==== Records for the exercise

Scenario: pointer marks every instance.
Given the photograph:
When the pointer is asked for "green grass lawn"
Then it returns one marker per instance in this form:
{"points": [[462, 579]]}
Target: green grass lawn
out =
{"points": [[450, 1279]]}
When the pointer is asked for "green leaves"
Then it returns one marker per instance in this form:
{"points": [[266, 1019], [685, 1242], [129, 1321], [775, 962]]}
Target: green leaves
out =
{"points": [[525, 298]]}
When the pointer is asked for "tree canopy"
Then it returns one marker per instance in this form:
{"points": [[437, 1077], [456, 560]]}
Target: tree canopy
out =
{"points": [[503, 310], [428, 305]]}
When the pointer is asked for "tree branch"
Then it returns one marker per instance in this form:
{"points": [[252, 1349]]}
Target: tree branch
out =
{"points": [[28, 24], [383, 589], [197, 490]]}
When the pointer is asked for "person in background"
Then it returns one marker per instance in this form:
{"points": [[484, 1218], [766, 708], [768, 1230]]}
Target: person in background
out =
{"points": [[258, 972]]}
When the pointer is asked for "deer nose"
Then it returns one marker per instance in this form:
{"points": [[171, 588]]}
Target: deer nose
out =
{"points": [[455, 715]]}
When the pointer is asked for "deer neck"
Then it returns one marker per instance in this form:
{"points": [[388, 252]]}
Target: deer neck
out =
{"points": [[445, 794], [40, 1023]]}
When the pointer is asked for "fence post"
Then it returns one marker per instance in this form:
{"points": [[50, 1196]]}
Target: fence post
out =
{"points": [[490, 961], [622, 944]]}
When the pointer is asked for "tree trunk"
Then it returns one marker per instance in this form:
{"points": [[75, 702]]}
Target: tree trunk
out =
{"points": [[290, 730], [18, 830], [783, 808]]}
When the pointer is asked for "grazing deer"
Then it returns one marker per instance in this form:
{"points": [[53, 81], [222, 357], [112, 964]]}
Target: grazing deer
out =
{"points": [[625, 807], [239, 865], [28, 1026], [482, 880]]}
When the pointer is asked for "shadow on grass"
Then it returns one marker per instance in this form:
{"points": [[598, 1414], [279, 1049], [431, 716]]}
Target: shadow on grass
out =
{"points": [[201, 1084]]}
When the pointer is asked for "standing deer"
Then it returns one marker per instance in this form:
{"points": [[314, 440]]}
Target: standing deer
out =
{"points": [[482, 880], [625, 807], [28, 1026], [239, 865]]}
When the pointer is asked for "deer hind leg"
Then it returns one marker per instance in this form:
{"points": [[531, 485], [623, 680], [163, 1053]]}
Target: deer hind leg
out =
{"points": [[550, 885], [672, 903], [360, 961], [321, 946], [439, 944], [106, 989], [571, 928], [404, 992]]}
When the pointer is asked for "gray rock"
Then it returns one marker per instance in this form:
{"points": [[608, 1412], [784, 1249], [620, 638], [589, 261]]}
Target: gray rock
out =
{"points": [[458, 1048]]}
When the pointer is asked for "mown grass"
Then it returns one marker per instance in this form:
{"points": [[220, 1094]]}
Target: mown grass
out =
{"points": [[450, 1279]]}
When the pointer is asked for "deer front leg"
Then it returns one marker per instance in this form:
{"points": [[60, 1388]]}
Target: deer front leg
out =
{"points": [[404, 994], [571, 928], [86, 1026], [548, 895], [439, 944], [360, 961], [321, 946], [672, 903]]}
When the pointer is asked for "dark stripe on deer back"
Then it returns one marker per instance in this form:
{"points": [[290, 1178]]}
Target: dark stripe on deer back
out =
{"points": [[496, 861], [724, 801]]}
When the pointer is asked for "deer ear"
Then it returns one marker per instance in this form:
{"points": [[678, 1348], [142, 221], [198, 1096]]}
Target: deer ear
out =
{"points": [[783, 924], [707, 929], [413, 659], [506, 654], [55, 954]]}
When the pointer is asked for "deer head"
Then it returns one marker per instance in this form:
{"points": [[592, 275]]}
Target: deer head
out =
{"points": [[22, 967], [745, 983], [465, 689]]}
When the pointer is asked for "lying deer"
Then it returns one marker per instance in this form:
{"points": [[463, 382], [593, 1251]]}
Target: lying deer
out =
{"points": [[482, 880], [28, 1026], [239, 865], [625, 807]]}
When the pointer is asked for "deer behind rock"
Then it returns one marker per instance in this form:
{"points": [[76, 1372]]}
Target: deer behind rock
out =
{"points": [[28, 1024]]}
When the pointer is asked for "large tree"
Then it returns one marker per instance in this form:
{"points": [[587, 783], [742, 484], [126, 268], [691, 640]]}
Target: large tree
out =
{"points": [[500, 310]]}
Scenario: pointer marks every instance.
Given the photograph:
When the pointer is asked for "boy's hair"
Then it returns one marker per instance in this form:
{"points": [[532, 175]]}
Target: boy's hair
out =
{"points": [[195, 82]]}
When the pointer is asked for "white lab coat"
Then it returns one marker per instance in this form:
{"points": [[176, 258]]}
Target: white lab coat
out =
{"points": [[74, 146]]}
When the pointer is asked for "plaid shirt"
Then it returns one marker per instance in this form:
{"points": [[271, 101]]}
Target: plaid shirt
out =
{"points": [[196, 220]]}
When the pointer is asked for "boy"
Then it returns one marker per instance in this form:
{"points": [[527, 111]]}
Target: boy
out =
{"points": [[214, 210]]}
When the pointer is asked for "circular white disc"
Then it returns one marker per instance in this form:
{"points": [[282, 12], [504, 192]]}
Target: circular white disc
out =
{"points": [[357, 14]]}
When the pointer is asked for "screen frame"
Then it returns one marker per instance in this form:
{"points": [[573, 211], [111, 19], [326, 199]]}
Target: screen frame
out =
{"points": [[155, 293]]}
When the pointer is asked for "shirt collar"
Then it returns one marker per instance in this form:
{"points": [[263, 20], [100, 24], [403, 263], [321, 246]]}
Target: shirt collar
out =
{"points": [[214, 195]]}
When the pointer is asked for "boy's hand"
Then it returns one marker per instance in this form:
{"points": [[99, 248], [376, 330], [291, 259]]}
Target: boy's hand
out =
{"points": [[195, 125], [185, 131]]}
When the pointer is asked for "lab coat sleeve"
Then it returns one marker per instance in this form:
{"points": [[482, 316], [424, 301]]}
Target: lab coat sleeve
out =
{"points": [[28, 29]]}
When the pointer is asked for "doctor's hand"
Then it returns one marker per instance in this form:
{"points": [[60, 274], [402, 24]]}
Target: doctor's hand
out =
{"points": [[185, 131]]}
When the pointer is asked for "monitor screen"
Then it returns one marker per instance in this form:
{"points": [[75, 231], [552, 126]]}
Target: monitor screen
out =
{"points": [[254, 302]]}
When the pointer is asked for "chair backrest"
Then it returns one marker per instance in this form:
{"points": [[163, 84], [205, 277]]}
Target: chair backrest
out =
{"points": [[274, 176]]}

========

◆ **What the exercise asks**: Restate all of the entries above precisely.

◆ **Result**:
Scenario: pointer marks every instance.
Given the photograph:
When the pointer is asked for "green grass lawn"
Then it returns one marker per instance in this form:
{"points": [[462, 579]]}
Target: green grass lawn
out =
{"points": [[450, 1279]]}
When the pointer is asked for "green leaves"
Then it returns one marker per instance in this form:
{"points": [[266, 1019], [685, 1242], [129, 1321], [775, 962]]}
Target: green leaves
out =
{"points": [[525, 298]]}
When the pointer is asked for "tree canopy"
Then it returns one marker per instance in this form:
{"points": [[437, 1077], [456, 560]]}
Target: tree canopy
out =
{"points": [[503, 310], [428, 305]]}
When the pointer is asked for "tree branch"
Then it returns one marker per instance in this form:
{"points": [[252, 1349]]}
Target: tree branch
out =
{"points": [[28, 24], [383, 589], [197, 490]]}
When the pointer is asked for "person in background"
Then it returns one marker per instance in this form:
{"points": [[484, 1218], [766, 708], [768, 1230]]}
Target: person in background
out =
{"points": [[258, 972]]}
When the pointer is asked for "deer nose"
Then it returns one marker per instance in this form:
{"points": [[171, 588]]}
Target: deer nose
out =
{"points": [[455, 715]]}
When the pointer is asked for "deer neck"
Then it returns one marker per instance in this form:
{"points": [[388, 252]]}
Target: deer neck
out =
{"points": [[445, 794], [40, 1023]]}
When the pointer is asked for "fence post"
Then it returns one marker per instance in this form:
{"points": [[50, 1196]]}
Target: fence post
out =
{"points": [[490, 961], [622, 944]]}
When the pointer is asked for "tree trunk"
Then it returns one marker per instance in this form:
{"points": [[75, 702]]}
Target: tree trunk
out =
{"points": [[290, 730], [18, 830], [783, 808]]}
When the pointer is asked for "grazing deer"
Then it returns one marker per instance in this form:
{"points": [[53, 81], [222, 357], [112, 964]]}
Target: grazing deer
out =
{"points": [[625, 807], [239, 865], [28, 1026], [482, 880]]}
When the pointer is asked for "shadow on grass"
Then it returns one marker per instance in this form:
{"points": [[598, 1414], [279, 1049], [431, 716]]}
Target: shadow on grass
out =
{"points": [[201, 1084]]}
When the pointer is asked for "standing deer"
Then it returns one marker per instance in this form:
{"points": [[314, 440]]}
Target: standing deer
out =
{"points": [[482, 880], [625, 807], [28, 1026], [239, 865]]}
When the pointer is asked for "deer hind leg"
Then it returns one marker per instance in this form:
{"points": [[531, 485], [623, 680], [163, 1053]]}
Target: deer hind leg
out =
{"points": [[550, 885], [672, 903], [360, 961], [321, 946], [439, 944], [106, 989], [571, 928], [404, 992]]}
When the pointer is asked for "gray rock"
Then it returns one marker per instance in this form:
{"points": [[608, 1412], [784, 1249], [620, 638], [589, 261]]}
Target: gray rock
out =
{"points": [[458, 1048]]}
When the pointer is asked for "mown grass"
Then it returns one marker per instance in this form:
{"points": [[220, 1094]]}
Target: mown grass
out =
{"points": [[450, 1279]]}
When the pointer is asked for "deer front leg"
Then it returns one marker per instance in this form:
{"points": [[60, 1388]]}
Target: deer front leg
out =
{"points": [[404, 994], [571, 928], [86, 1026], [548, 895], [439, 944], [360, 961], [321, 946], [672, 903]]}
When the pointer is asked for "dark stripe on deer back"
Then it returns one marker per instance in this form:
{"points": [[290, 1178]]}
Target: dark stripe on deer back
out =
{"points": [[496, 861], [724, 801]]}
When the pointer is asked for "deer ear"
Then it returns one marker per instance in this form:
{"points": [[678, 1348], [142, 221], [198, 1096]]}
Target: deer ear
out =
{"points": [[783, 924], [707, 929], [413, 659], [506, 654], [55, 954]]}
When the pointer is asked for "deer head"
Then it returns one marker per instance in this form:
{"points": [[592, 275]]}
Target: deer head
out =
{"points": [[22, 967], [745, 983], [465, 689]]}
When the pointer is asked for "lying deer"
Then it returns one marker per instance in this form:
{"points": [[463, 382], [593, 1251]]}
Target: lying deer
out =
{"points": [[482, 880], [28, 1026], [239, 865], [625, 807]]}
When the pointer is asked for "deer behind rock"
Then it returns one marker per instance in this form:
{"points": [[76, 1372]]}
Target: deer behind rock
out =
{"points": [[28, 1024]]}
When the pointer is asked for "large tree"
Then it returns one marker per instance in this form:
{"points": [[587, 783], [742, 484], [126, 268], [691, 640]]}
Target: large tree
out =
{"points": [[500, 310]]}
Scenario: pointer marks every instance.
Given the photograph:
When the pointer is asked for "boy's hair"
Then it returns one marker per instance in this form:
{"points": [[532, 175]]}
Target: boy's hair
out =
{"points": [[195, 82]]}
When the pointer is asked for "white lab coat"
Then it returns one marker per instance in this form:
{"points": [[176, 258]]}
Target: white lab coat
out =
{"points": [[74, 146]]}
When the pointer is asked for "plaid shirt"
Then it returns one marker per instance in this form:
{"points": [[271, 101]]}
Target: plaid shirt
out =
{"points": [[196, 220]]}
When the pointer is asked for "boy"
Then it returns one marker per instance in this form:
{"points": [[527, 111]]}
Target: boy
out =
{"points": [[214, 210]]}
When the pointer is asked for "circular white disc"
Then it returns one marker per instance in this form:
{"points": [[282, 12], [504, 192]]}
Target: circular white disc
out =
{"points": [[357, 14]]}
When the pointer is asked for "screen frame"
Then it returns one marker per instance in this form:
{"points": [[573, 211], [111, 19], [326, 199]]}
Target: screen frame
out =
{"points": [[155, 293]]}
When the pointer is asked for "shirt collar"
Then it returns one marker per instance in this form:
{"points": [[263, 20], [100, 24], [403, 263], [321, 246]]}
Target: shirt collar
out =
{"points": [[214, 195]]}
When the pointer is asked for "boy's hand"
Then it returns one marker per instance in this form:
{"points": [[99, 248], [376, 330], [291, 259]]}
Target: boy's hand
out =
{"points": [[195, 125], [185, 131]]}
When the pointer is asked for "lab coat sleeve"
Then it returns one marker per instance in this form:
{"points": [[482, 316], [424, 301]]}
Target: lab coat sleeve
out =
{"points": [[28, 29]]}
When the pointer is asked for "doctor's hand"
Then it returns one marker per instance in this form:
{"points": [[60, 274], [402, 24]]}
Target: doctor's hand
out =
{"points": [[185, 131]]}
When the pointer is asked for "monitor screen"
Then it returns one marker per instance in this form:
{"points": [[75, 231], [552, 126]]}
Target: monitor screen
out =
{"points": [[254, 302]]}
When the pointer is asked for "chair backrest"
Then it returns one marker per instance in this form:
{"points": [[163, 84], [205, 277]]}
Target: chair backrest
out =
{"points": [[274, 176]]}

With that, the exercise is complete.